**Problem to work on**
Return the material below in full and exactly.

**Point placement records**
========================

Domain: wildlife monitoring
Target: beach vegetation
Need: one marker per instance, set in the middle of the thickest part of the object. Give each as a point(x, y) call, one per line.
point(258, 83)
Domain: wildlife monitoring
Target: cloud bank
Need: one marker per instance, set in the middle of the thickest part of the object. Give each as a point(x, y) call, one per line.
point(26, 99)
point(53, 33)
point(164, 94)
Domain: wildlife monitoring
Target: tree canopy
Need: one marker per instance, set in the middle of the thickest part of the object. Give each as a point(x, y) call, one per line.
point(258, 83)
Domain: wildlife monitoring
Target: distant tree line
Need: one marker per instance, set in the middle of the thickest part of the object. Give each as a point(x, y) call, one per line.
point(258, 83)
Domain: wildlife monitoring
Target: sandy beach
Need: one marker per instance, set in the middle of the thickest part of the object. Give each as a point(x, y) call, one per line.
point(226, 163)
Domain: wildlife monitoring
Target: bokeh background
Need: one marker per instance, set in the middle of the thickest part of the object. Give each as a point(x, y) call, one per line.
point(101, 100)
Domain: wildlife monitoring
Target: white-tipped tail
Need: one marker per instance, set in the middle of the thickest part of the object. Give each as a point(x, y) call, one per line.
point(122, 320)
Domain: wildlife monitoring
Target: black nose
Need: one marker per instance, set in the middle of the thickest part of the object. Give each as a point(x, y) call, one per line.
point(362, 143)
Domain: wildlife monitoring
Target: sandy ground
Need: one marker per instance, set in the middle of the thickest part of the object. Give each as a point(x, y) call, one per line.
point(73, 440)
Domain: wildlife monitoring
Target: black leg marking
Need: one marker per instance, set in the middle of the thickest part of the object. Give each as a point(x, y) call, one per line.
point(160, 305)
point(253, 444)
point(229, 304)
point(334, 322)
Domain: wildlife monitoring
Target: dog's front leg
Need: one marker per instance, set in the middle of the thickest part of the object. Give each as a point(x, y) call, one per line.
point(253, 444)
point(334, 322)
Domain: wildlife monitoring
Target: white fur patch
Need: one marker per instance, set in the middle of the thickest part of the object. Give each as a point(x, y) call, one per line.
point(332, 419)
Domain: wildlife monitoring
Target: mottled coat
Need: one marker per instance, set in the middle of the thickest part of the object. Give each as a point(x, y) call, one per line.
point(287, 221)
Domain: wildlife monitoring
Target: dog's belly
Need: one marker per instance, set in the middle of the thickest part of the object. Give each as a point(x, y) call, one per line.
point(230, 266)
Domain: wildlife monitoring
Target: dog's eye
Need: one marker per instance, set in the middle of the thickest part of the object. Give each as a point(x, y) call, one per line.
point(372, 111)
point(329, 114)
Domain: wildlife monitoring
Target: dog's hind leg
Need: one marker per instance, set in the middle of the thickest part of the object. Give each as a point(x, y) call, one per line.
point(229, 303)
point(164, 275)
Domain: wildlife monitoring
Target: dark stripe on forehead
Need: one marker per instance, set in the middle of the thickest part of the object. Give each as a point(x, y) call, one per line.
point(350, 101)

========================

**Answer below**
Domain: wildlife monitoring
Target: beach vegetation
Need: one marker per instance, set in the middle of the thickest part of the object. Give each as a point(x, y) call, one per line.
point(258, 83)
Domain: wildlife monitoring
Target: cloud bank
Need: one marker per instance, set in the middle of the thickest part of the object. Give each as a point(x, y) call, one per line.
point(26, 99)
point(53, 33)
point(164, 94)
Domain: wildlife monitoring
Target: tree canopy
Need: one marker per instance, set in the middle of the thickest part of the object. Give each as a point(x, y) call, one per line.
point(258, 83)
Domain: wildlife monitoring
Target: distant tree line
Need: one marker per instance, set in the middle of the thickest part of the object. Give each as a point(x, y) call, one per line.
point(258, 83)
Domain: wildlife monitoring
Target: sandy beach
Need: one marker per instance, set in the middle of the thickest part of the object. Give each as a point(x, y) call, one per line.
point(226, 163)
Domain: wildlife monitoring
Target: bokeh background
Need: one marker per instance, set in the middle of the thickest part of the object. Give each as a point(x, y) call, one per line.
point(101, 100)
Domain: wildlife monitoring
Target: white-tipped tail
Need: one marker per instance, set in the middle of the thickest part of the object. Give each as a point(x, y) call, one per line.
point(122, 320)
Domain: wildlife monitoring
Target: black nose
Need: one marker per instance, set in the middle of the thickest part of the object. Give each as a point(x, y) call, one per line.
point(362, 143)
Domain: wildlife monitoring
Target: sandy ground
Need: one marker per instance, set in the middle of the thickest part of the object. Give each as a point(x, y) call, one per line.
point(73, 440)
Domain: wildlife monitoring
Target: black leg marking
Need: one marker per instance, set in the middle of the thickest part of the object. Give each as a point(x, y) call, one per line.
point(160, 305)
point(253, 444)
point(229, 304)
point(334, 322)
Domain: wildlife monitoring
Target: dog's front leg
Need: one marker per instance, set in the middle of the thickest part of the object. Give each as a point(x, y) call, one per line.
point(253, 444)
point(334, 322)
Domain: wildlife monitoring
Target: white fur patch
Need: one marker per instance, set in the middle of the thickest part of the object. Give each as a point(x, y) call, one per line.
point(332, 419)
Domain: wildlife monitoring
Target: mottled coat
Need: one marker per instance, set in the middle of the thickest part of the object. Give each as a point(x, y) call, one per line.
point(287, 221)
Domain: wildlife monitoring
Target: dog's belly
Need: one marker per instance, set in the middle of the thickest part of the object. Give each as a point(x, y) call, one per line.
point(230, 266)
Domain: wildlife monitoring
Target: dog's eye
Need: one marker per instance, set in the middle of the thickest part of the object. Give each as a point(x, y) call, one per line.
point(372, 111)
point(329, 114)
Domain: wildlife monitoring
Target: dog's hind leg
Need: one marker per instance, set in the middle of the thickest part of the object. Give each as a point(x, y) call, one per line.
point(229, 303)
point(164, 275)
Domain: wildlife monitoring
Target: dark stripe on forehead
Need: one marker per instance, set in the middle of the thickest part of the object. Give each as a point(x, y) call, one per line.
point(350, 101)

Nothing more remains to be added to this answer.